# Instructions for the task
Copy out the entries that follow exactly, leaving every picture behind.

# Dataset

================

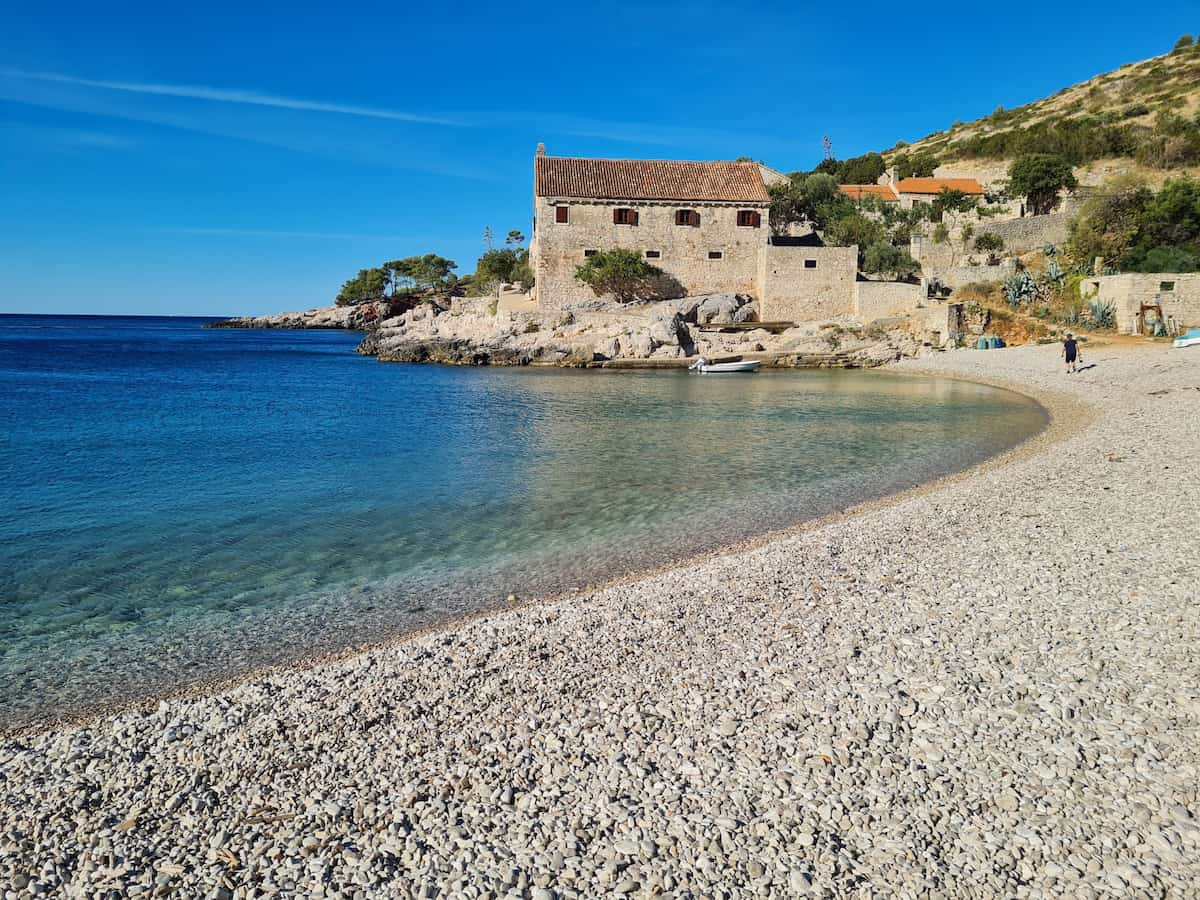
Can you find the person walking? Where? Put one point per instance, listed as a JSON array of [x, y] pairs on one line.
[[1071, 353]]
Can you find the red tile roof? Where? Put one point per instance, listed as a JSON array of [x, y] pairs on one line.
[[859, 191], [648, 180], [936, 185]]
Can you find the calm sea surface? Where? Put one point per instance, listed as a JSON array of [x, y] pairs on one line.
[[178, 503]]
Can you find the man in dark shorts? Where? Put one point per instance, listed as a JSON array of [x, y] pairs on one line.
[[1071, 353]]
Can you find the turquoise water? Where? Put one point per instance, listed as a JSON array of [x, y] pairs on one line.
[[178, 503]]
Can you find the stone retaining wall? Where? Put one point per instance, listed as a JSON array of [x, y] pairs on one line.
[[883, 299]]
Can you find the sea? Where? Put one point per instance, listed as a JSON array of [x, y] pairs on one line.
[[180, 503]]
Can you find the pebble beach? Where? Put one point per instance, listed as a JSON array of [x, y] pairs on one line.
[[988, 687]]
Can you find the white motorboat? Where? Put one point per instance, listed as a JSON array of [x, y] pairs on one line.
[[1189, 339], [706, 367]]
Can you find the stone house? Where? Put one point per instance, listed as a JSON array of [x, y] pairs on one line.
[[1177, 294], [911, 192], [703, 223]]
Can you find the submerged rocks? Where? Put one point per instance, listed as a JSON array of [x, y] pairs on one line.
[[973, 690]]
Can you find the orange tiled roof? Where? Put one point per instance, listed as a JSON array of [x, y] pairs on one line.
[[936, 185], [648, 180], [859, 191]]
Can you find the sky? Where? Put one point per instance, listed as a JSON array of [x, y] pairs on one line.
[[240, 159]]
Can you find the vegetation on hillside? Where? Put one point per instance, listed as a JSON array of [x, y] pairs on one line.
[[399, 279], [1149, 112], [414, 277], [1133, 228]]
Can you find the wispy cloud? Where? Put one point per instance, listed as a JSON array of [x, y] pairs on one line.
[[225, 95], [273, 233], [55, 137]]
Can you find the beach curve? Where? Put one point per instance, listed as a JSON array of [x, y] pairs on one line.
[[919, 695]]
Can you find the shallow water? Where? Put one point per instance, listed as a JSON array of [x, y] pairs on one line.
[[178, 503]]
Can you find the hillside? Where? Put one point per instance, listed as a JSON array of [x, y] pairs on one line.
[[1143, 117]]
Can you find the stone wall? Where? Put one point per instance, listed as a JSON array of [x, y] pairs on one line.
[[1177, 293], [805, 283], [1020, 235], [558, 247], [955, 276], [1031, 233], [885, 299]]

================

# Solution below
Can you find the person walking? Where? Put one point per instance, listed as a JSON array of [x, y] pairs on one line.
[[1071, 353]]
Can you find the red tile roof? Where? Put one point per instance, listed as a JSON array of [x, y] pairs on one line.
[[859, 191], [648, 180], [936, 185]]
Can you find the calm sea surface? Where? Put one point per instance, listed as a JSON array of [x, y] pairs on one line.
[[178, 503]]
Can you find the man in dark shorts? Where? Put one point per instance, listed as a JSON array of [x, y] pairs on one line.
[[1071, 353]]
Can you find the turquoise water? Where? Put one point per instance, listed as a JSON array of [x, y] pairs on one line.
[[178, 503]]
Can you find the stone retaining wall? Where? Put one point per instance, listed as a JSON array of [x, y] pairs on one line.
[[883, 299]]
Can you find the sea? Where? Put one point per instance, listed as a JSON array of [x, y] pairs on one line.
[[180, 503]]
Can you find the pebble beach? Where? Put one point per instance, listed as a JSON array of [x, y] pairs on one line.
[[988, 687]]
Can you find the white motorboat? Where? Put one point per instance, listed as a JSON array of [x, y] pairs on one line.
[[1189, 339], [706, 367]]
Can you find the stone house? Where? Put one point per instance, listed as a JSON array of [x, y] pairs on one line.
[[1177, 294], [911, 192], [703, 223]]
Can you find the submerged rocks? Where? Put one point per instance, listed as a JSON array of [x, y] pairs on one line.
[[973, 690]]
Can you find the orange tiled roof? Where? Put one point per instance, listed as a JSON array of [x, y] pairs on one line.
[[936, 185], [648, 180], [859, 191]]
Can you find the sky? Where? Put one point per instance, listed as a JSON array of [x, y] pairs on one line.
[[240, 159]]
Can you find the vegetation on hillside? Where? Put one point per instance, listed as a JSON array of [x, y] pairs on one line.
[[399, 279], [1149, 112], [414, 277], [1133, 228]]
Can you find the wispy cloud? Where? Put one point per instance, listed as a JSON array of [x, y] pairs on one line.
[[225, 95], [273, 233], [55, 137]]
Can you find the beach curve? Where? Put one point per instance, listed as a JSON array of [x, y] pairs on one line.
[[919, 695]]
Can you find the shallow water? Where? Put one point per instance, listed as a JSON array of [x, y] pairs on one line.
[[178, 503]]
Can you find the hillside? Where? Put one point per instance, listed as a JSON array of [x, y] pairs on one line.
[[1143, 117]]
Can you find the stone wall? Where? Put one point per instance, listed as a JSON array of [x, y] pairs on one line.
[[1177, 293], [805, 283], [1020, 235], [558, 247], [955, 276], [1031, 233], [885, 299]]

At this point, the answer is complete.